Pull out each line of the material below that contains the string "black", and copy those lines.

[Saved data entries]
** START **

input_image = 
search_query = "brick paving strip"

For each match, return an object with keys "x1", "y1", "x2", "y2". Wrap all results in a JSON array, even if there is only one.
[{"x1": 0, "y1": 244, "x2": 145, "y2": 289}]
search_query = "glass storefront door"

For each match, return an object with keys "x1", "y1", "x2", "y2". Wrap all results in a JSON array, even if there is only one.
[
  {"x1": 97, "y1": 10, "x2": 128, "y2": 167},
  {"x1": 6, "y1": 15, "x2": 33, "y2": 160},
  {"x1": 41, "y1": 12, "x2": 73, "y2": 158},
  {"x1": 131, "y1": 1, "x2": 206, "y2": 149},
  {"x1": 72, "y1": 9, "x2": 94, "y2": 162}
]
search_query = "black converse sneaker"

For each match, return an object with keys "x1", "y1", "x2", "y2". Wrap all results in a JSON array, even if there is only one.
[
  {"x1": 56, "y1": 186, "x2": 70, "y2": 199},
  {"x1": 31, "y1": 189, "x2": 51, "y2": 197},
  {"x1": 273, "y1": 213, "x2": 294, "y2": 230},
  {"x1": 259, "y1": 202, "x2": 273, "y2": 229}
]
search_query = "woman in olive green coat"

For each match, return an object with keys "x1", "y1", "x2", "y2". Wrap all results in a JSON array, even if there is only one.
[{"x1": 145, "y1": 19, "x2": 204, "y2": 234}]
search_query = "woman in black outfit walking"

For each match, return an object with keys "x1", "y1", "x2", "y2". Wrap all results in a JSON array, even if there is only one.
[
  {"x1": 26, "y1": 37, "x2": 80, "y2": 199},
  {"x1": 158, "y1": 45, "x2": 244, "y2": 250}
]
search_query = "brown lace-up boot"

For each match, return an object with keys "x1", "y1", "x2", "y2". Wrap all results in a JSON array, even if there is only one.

** END **

WRITTEN ANSWER:
search_query = "black converse sneaker"
search_query = "woman in black outfit walking"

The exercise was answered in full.